*** Material to process

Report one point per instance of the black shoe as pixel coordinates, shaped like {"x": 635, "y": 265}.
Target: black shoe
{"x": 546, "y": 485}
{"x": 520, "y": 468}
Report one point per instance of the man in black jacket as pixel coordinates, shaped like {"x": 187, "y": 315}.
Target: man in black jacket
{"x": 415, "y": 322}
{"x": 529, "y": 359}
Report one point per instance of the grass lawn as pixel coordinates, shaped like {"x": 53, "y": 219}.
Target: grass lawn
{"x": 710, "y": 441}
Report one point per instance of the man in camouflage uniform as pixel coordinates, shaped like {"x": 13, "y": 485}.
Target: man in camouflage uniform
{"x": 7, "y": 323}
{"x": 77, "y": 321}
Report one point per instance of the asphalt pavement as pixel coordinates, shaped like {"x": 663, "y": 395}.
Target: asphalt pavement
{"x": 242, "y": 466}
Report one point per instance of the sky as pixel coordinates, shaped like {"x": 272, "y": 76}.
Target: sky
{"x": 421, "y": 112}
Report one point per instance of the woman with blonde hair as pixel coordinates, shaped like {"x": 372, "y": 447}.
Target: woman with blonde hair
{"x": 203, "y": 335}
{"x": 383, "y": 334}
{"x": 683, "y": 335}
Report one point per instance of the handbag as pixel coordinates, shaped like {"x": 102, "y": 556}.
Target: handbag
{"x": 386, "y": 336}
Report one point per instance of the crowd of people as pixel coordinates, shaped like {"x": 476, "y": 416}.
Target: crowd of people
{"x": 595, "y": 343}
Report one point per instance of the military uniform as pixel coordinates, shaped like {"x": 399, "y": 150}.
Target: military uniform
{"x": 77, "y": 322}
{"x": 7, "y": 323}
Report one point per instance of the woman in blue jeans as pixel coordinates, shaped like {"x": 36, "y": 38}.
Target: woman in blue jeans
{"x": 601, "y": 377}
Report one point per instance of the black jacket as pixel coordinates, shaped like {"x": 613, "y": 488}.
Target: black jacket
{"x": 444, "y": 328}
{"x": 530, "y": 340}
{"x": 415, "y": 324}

******

» **What the task asks**: Put each line of the rows above into a Markdown table with the columns "No." and "Line," numbering the lines in order and skipping any blank lines.

» **Task response**:
| No. | Line |
|---|---|
| 1 | Report one point per instance of the black shoe as pixel coordinates, shaped like {"x": 635, "y": 265}. |
| 2 | Target: black shoe |
| 3 | {"x": 546, "y": 485} |
| 4 | {"x": 520, "y": 468} |
| 5 | Report one point per instance of the man in black jacket as pixel coordinates, shaped like {"x": 187, "y": 315}. |
| 6 | Target: man in black jacket |
| 7 | {"x": 415, "y": 322} |
| 8 | {"x": 529, "y": 359} |
| 9 | Report one point per instance of the grass lawn as pixel coordinates, shaped like {"x": 53, "y": 219}. |
| 10 | Target: grass lawn |
| 11 | {"x": 710, "y": 441} |
| 12 | Report one point per instance of the man in camouflage uniform as pixel coordinates, shaped like {"x": 13, "y": 485}. |
| 13 | Target: man in camouflage uniform |
| 14 | {"x": 7, "y": 323} |
| 15 | {"x": 77, "y": 321} |
| 16 | Report one point per instance of the asphalt pavement as pixel coordinates, shaped like {"x": 663, "y": 395}. |
| 17 | Target: asphalt pavement |
| 18 | {"x": 242, "y": 466} |
| 19 | Report one point per instance of the sky as pixel coordinates, shaped like {"x": 272, "y": 76}. |
| 20 | Target: sky |
| 21 | {"x": 421, "y": 112} |
| 22 | Report one point per instance of the woman with blonde hair as pixel coordinates, shaped like {"x": 372, "y": 447}. |
| 23 | Target: woman with blonde hair |
| 24 | {"x": 203, "y": 335} |
| 25 | {"x": 383, "y": 334} |
| 26 | {"x": 683, "y": 335} |
| 27 | Report one point per instance of the handbag as pixel coordinates, shaped like {"x": 102, "y": 556}. |
| 28 | Target: handbag |
| 29 | {"x": 386, "y": 336} |
| 30 | Report one point per instance of the crowd of people as pixel coordinates, shaped like {"x": 476, "y": 416}. |
| 31 | Target: crowd of people |
| 32 | {"x": 595, "y": 343} |
| 33 | Report one point per instance of the military uniform as pixel coordinates, shaped like {"x": 399, "y": 150}. |
| 34 | Target: military uniform |
| 35 | {"x": 77, "y": 322} |
| 36 | {"x": 7, "y": 323} |
| 37 | Report one point per instance of the woman in blue jeans as pixel coordinates, shaped like {"x": 36, "y": 38}. |
| 38 | Target: woman in blue jeans |
| 39 | {"x": 601, "y": 377} |
| 40 | Report one point per instance of the black jacket as pixel coordinates, shaped like {"x": 613, "y": 488}. |
| 41 | Target: black jacket |
| 42 | {"x": 444, "y": 328} |
| 43 | {"x": 530, "y": 340} |
| 44 | {"x": 415, "y": 324} |